> _Exercise instructions_:
The whole listing is to be set down again without alteration.
···
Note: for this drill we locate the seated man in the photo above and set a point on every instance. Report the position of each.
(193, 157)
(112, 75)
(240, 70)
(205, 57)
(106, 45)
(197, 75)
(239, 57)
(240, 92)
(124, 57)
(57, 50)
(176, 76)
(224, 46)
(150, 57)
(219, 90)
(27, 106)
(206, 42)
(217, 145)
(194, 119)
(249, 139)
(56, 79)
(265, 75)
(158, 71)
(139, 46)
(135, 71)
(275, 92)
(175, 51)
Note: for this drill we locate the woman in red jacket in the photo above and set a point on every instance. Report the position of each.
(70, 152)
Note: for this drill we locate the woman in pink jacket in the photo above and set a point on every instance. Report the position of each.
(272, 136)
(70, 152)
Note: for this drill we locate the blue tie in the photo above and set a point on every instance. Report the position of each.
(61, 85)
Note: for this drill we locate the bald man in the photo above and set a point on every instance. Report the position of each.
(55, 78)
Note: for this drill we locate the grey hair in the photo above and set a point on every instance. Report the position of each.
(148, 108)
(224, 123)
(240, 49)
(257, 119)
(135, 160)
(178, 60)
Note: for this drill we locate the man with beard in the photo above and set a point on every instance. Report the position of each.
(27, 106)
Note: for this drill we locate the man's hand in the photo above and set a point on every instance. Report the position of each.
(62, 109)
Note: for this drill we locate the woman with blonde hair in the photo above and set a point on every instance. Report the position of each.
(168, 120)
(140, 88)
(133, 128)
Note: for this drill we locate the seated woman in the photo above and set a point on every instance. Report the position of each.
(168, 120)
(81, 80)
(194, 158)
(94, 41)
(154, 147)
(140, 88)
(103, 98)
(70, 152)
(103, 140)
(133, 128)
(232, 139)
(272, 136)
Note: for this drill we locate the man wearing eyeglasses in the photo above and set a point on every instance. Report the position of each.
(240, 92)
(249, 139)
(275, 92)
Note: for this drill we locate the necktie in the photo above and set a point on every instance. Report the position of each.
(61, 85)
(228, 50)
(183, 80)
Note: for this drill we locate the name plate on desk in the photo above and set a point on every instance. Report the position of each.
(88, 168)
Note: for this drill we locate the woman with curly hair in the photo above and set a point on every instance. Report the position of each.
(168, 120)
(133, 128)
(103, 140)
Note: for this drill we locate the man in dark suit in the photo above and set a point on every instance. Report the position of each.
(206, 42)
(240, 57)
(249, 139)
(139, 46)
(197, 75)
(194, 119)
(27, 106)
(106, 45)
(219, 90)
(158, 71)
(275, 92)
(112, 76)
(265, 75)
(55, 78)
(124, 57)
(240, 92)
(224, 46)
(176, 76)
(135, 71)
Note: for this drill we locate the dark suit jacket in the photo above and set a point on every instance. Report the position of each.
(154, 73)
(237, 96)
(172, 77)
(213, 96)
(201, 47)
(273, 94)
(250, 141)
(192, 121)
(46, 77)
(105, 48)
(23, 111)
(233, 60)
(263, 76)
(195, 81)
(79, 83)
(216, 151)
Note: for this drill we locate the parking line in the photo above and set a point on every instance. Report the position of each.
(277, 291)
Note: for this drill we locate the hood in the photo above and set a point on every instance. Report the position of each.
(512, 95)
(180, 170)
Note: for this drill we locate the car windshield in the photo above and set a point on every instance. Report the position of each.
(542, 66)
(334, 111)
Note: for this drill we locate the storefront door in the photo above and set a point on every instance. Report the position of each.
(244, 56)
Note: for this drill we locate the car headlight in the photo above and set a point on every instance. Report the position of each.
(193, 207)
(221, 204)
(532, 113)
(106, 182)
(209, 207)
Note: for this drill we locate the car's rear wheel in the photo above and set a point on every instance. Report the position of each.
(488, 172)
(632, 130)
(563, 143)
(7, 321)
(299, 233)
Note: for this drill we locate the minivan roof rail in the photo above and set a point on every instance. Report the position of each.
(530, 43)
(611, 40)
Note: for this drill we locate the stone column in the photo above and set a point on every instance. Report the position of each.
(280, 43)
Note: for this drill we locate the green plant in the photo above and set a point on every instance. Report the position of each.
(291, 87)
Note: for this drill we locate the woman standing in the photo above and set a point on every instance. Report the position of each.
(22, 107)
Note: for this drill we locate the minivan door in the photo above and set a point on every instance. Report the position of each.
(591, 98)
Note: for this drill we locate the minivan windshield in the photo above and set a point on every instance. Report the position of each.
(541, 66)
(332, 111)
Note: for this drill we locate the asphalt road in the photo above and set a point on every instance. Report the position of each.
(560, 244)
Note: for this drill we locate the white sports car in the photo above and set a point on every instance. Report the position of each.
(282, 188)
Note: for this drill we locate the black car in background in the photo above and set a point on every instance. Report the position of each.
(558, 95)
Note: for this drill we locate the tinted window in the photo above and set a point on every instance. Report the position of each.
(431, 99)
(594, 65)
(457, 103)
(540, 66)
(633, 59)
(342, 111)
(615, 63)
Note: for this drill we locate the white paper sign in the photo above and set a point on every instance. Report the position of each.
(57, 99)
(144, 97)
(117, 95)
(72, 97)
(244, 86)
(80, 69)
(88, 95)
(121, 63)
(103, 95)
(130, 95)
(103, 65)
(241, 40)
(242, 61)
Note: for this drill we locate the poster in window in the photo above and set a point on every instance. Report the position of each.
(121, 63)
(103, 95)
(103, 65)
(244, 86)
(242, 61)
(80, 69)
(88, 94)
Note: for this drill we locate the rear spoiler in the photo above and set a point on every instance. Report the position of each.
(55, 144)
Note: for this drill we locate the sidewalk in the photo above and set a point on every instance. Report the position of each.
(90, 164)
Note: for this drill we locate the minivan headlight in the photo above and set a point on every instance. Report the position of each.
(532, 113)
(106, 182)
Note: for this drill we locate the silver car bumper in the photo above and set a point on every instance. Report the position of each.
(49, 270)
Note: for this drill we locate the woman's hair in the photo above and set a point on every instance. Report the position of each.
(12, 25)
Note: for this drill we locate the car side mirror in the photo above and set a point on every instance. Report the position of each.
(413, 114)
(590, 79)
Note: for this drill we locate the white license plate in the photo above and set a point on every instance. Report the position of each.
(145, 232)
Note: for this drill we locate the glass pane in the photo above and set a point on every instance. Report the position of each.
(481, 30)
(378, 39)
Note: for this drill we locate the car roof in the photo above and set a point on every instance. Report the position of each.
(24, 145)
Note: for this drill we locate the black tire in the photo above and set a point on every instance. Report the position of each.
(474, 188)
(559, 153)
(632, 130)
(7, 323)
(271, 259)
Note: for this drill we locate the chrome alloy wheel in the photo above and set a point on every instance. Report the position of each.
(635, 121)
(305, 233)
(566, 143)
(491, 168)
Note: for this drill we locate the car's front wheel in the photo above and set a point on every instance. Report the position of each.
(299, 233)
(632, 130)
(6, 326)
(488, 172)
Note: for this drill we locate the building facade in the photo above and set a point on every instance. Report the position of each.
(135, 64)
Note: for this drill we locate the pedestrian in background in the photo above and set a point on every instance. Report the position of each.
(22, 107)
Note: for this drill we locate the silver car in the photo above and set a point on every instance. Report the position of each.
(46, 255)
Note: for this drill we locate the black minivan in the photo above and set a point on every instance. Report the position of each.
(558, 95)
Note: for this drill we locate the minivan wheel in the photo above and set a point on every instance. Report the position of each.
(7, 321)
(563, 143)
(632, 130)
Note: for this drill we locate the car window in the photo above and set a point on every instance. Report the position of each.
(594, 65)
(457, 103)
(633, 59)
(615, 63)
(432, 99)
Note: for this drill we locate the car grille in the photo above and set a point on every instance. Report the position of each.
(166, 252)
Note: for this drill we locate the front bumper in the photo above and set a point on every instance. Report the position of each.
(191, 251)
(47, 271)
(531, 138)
···
> _Result of this exercise_:
Note: for this drill we locate the seated man in the photo above and set a point on every instance. Report the position of each.
(193, 157)
(112, 75)
(240, 70)
(205, 57)
(106, 45)
(197, 75)
(239, 57)
(240, 92)
(124, 57)
(57, 50)
(176, 76)
(224, 46)
(150, 57)
(219, 90)
(27, 106)
(206, 42)
(217, 145)
(194, 119)
(249, 139)
(56, 79)
(265, 75)
(158, 71)
(139, 46)
(135, 71)
(275, 92)
(175, 51)
Note: for this drill we locate the woman in red jacket in the photo above and set a point on every instance. Report the position of each.
(70, 152)
Note: for this drill we locate the woman in pink jacket in the photo above and set a point on every instance. Report the position of each.
(272, 136)
(70, 152)
Note: for this drill we locate the blue tie in the photo above and set a point on every instance. Report the position of each.
(61, 85)
Note: for this drill we locate the bald man in the photo above and set a point on every instance. Report the position of each.
(55, 78)
Note: for this drill we locate the grey hair in the photo above and set a point on every instance. Report the position of each.
(148, 108)
(224, 123)
(240, 49)
(257, 119)
(135, 160)
(178, 60)
Note: for this drill we locate the man with beard in the photo above and set a point on every instance. Report the position of each.
(27, 106)
Note: for this drill we locate the man's hand in the photo above and set a point on every instance. Report the position of each.
(62, 109)
Note: for this drill we locate the woman with blonde hair in the photo above and set a point on every instance. Report the position of each.
(168, 120)
(140, 88)
(133, 128)
Note: for this drill we locate the seated woman in the photo above and set a point on every instance. Report the position of each.
(168, 120)
(81, 80)
(194, 158)
(94, 41)
(154, 147)
(140, 88)
(103, 98)
(70, 152)
(103, 140)
(133, 128)
(232, 139)
(272, 136)
Note: for this drill we locate the man wearing eyeglasses in the photo above and set a point on every instance. Report the position of each.
(240, 92)
(249, 139)
(275, 92)
Note: for this drill we locate the necktie in the photo above and set a point on every instance. Report the position of each.
(61, 85)
(228, 50)
(183, 80)
Note: for this drill we locate the name plate on desk in the photo above and set a point on every instance. Report the position of each.
(88, 168)
Note: for this drill we locate the woman with curly hair in the photo above and set a point on every instance. Report the position of each.
(168, 120)
(133, 128)
(103, 140)
Note: for this drill we locate the man in dark suit in the photo above and set a point on every instance. Report the position of each.
(206, 42)
(240, 57)
(249, 139)
(139, 46)
(197, 75)
(194, 119)
(27, 106)
(106, 45)
(219, 90)
(158, 71)
(275, 92)
(112, 76)
(265, 75)
(55, 78)
(124, 57)
(240, 92)
(224, 46)
(176, 76)
(135, 71)
Note: for this drill we locate the dark suit jacket in the photo above and set a point on every instance. Report the position of each.
(154, 73)
(237, 96)
(172, 77)
(213, 96)
(201, 47)
(273, 94)
(250, 141)
(192, 121)
(46, 77)
(105, 48)
(23, 111)
(233, 60)
(263, 76)
(195, 81)
(79, 83)
(216, 151)
Note: for this drill we locate the parking line in the photo above and set a point on every instance. Report the position of each.
(277, 291)
Note: for this drill we locate the hood in the photo above and set a point on every instance. Report the position of each.
(512, 95)
(180, 170)
Note: for this drill we locate the car windshield in the photo above and set a point on every instance. Report the position of each.
(542, 66)
(334, 111)
Note: for this drill we locate the storefront door in the photo above and set a point on every instance. Report the position of each.
(244, 56)
Note: for this drill we locate the car headlight in the photo above and set a point on every instance. Report the position of each.
(193, 207)
(221, 204)
(532, 113)
(106, 182)
(209, 207)
Note: for this drill we locate the car's rear wheel in the photo above and set a point on every instance. Report the position of each.
(488, 172)
(632, 130)
(563, 143)
(7, 321)
(299, 233)
Note: for this drill we locate the minivan roof rail in the photo above and set a point on every instance. Report the position of each.
(530, 43)
(611, 40)
Note: for this drill we locate the stone column in the photo above and set a point on every instance. Report the position of each.
(280, 43)
Note: for this drill we locate the green plant in the photo above and set a point on every instance. Report the position of each.
(291, 87)
Note: for this drill we locate the woman standing in the photo above and set a point on every instance. Report the position of each.
(22, 107)
Note: for this drill we locate the minivan door in the photo above and set a point on every instance. Report the position of each.
(591, 98)
Note: for this drill we locate the minivan windshield in the photo above and set a point on every instance. Report the position of each.
(541, 66)
(332, 111)
Note: for this drill we locate the asphalt road in the photo above and set a point on every instance. Report the position of each.
(560, 244)
Note: for this drill we locate the white sports car in the photo above and set a point on every instance. Report the position of each.
(282, 188)
Note: for this drill we locate the black car in background in the photo above and set a point on every instance. Report the position of each.
(558, 95)
Note: for this drill we locate the tinted window in the photo above and set a point on every instance. Report the position of each.
(431, 99)
(594, 65)
(457, 103)
(540, 66)
(633, 59)
(342, 111)
(615, 63)
Note: for this drill we locate the white paper sign in the photo above and set a point on every instance. Report the position of each.
(57, 99)
(144, 97)
(117, 95)
(72, 97)
(244, 86)
(80, 69)
(88, 95)
(121, 63)
(103, 95)
(130, 95)
(103, 65)
(241, 40)
(242, 61)
Note: for this drill we locate the poster in window in the photo above and set a point on every instance. Report the position of each.
(121, 63)
(103, 95)
(103, 65)
(244, 86)
(242, 61)
(80, 69)
(88, 94)
Note: for this drill we locate the rear spoiler in the photo above and set a point on every instance. Report the position of each.
(55, 144)
Note: for this drill we locate the sidewalk in the photo above and set a point on every instance. Report the position of each.
(90, 164)
Note: for this drill we locate the minivan headlight in the photo above and set a point on every instance. Report the position of each.
(532, 113)
(106, 182)
Note: for this drill we locate the silver car bumper in the photo above and set a point on every instance. Report the position of each.
(49, 270)
Note: for this drill we locate the woman's hair in the photo above and set a point on every instance. Report the position of each.
(12, 25)
Note: for this drill we locate the car side mirror in the photo above and set a point on every instance. Report the position of each.
(413, 114)
(590, 79)
Note: for this drill we locate the white license plate in the photo above and set a point on every instance. Report the position of each.
(145, 232)
Note: for this drill we locate the glass pane in the photo above and set a point on every instance. Report the position of each.
(481, 30)
(378, 39)
Note: for this drill we locate the car roof in the photo above and set a point on every instance. Report the position of each.
(24, 145)
Note: for this drill we locate the black tire in the photo above and set a point on every instance. Report the position of each.
(474, 188)
(559, 153)
(632, 130)
(7, 323)
(271, 259)
Note: for this drill we locate the chrome alloy wheel in the photo above and set a point on every instance. Report the position of each.
(635, 121)
(305, 233)
(566, 143)
(491, 168)
Note: for this drill we locate the car's front wheel in the photo above and set a point on every instance. Report the position of each.
(299, 233)
(632, 130)
(6, 326)
(488, 172)
Note: for this drill we locate the building facade in the photo above and set a point on every instance. Report the position of each.
(135, 64)
Note: for this drill we locate the pedestrian in background in the photo above and set a point on every instance. Report the position of each.
(22, 107)
Note: for this drill we locate the silver car in the photo above and set a point on every instance. Report the position of each.
(46, 255)
Note: for this drill we locate the black minivan in the photo above and set a point on every instance. Report the position of each.
(558, 95)
Note: for this drill we locate the minivan wheel in the photo above and set a point on every instance. Report the position of each.
(7, 321)
(563, 143)
(632, 130)
Note: for this drill we locate the car window in the photo above and set a point on every instance. Report the position of each.
(594, 65)
(457, 103)
(633, 59)
(615, 63)
(432, 99)
Note: for this drill we locate the car grille in the photo above and set a point on every instance. Report the position of each.
(166, 252)
Note: for this drill we locate the front bumper in the photo above and set a point on every instance. Report the position of each.
(191, 251)
(47, 271)
(531, 138)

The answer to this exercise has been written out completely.